Records shown —
________________________

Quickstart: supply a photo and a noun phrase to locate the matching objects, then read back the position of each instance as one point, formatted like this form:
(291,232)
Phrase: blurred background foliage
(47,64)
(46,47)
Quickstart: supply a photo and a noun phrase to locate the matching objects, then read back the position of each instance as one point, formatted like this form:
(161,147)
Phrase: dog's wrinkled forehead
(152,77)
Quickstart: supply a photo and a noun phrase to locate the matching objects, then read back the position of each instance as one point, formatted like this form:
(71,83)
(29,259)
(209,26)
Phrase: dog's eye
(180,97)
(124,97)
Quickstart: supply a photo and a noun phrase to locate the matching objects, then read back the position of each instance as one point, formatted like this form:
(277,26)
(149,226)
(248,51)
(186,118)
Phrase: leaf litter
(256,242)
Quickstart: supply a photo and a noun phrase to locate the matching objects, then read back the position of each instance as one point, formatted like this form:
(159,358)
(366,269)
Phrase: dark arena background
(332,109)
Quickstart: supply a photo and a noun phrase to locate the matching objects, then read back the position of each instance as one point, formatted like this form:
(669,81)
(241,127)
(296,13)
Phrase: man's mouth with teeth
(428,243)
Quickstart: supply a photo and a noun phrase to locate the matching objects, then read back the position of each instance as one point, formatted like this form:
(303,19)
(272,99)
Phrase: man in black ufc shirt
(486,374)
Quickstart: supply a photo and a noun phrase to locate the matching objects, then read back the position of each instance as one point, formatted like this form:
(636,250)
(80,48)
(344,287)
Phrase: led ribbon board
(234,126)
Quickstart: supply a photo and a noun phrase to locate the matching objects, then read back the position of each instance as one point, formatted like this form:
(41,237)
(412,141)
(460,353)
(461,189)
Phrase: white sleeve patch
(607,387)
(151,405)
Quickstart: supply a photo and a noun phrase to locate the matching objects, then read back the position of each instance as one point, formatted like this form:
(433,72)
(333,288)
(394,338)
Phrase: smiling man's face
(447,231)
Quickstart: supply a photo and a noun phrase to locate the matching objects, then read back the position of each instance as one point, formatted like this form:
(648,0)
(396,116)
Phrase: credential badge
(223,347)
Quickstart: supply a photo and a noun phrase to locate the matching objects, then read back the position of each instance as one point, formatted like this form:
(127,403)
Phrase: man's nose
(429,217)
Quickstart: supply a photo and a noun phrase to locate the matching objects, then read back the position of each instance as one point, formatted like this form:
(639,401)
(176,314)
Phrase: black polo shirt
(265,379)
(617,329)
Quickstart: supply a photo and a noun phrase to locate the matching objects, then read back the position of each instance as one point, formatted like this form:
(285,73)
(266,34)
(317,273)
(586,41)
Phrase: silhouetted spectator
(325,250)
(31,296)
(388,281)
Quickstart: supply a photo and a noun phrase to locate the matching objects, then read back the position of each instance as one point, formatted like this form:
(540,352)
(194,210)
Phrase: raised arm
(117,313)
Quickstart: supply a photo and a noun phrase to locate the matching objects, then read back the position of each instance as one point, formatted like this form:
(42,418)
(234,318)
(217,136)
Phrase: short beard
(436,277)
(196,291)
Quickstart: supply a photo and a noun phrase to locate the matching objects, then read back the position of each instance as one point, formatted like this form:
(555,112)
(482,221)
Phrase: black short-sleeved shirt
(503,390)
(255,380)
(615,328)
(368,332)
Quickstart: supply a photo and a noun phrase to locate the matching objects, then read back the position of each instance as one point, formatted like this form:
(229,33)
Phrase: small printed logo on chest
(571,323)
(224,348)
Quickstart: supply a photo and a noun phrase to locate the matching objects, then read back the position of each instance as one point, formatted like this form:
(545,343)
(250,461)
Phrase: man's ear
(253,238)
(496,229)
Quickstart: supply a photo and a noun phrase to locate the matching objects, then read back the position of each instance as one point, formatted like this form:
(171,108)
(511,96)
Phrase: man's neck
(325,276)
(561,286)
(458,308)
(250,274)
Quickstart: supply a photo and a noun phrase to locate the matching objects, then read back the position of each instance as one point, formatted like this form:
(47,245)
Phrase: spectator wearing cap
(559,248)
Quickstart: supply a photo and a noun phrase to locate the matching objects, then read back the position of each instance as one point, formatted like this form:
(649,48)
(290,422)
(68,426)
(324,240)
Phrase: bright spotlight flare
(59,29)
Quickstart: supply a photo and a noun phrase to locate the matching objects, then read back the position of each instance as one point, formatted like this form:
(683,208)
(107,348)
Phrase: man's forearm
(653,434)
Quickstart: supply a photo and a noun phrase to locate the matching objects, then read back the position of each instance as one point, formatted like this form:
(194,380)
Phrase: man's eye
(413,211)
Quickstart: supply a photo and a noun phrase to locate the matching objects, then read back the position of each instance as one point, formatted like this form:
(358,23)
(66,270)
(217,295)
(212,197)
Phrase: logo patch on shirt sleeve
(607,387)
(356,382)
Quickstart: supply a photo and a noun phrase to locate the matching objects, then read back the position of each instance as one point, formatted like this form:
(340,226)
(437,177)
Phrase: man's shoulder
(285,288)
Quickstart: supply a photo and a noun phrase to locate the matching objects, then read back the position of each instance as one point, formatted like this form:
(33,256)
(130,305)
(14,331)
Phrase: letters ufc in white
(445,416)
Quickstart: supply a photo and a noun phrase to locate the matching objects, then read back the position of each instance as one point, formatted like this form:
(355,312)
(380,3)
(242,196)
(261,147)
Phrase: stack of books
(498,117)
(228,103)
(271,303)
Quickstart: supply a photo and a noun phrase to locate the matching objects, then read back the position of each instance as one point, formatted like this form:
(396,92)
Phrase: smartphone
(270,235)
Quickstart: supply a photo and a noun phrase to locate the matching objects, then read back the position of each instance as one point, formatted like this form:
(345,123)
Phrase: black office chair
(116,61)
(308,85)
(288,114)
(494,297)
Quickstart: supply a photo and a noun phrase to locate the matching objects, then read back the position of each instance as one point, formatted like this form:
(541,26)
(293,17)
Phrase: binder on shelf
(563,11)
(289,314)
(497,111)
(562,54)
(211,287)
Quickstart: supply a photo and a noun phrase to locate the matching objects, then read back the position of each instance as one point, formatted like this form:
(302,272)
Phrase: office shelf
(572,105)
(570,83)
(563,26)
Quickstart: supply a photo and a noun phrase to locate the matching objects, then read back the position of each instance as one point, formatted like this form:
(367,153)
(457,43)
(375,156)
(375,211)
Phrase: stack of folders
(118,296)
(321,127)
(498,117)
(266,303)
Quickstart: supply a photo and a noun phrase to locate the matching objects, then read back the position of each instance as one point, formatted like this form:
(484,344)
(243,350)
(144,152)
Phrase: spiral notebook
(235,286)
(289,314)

________________________

Written instruction —
Identify every line in the rows above that contains the string "logo", and copy each of those lines.

In response —
Phrase: small printed logo on chest
Phrase: logo patch on shirt sleeve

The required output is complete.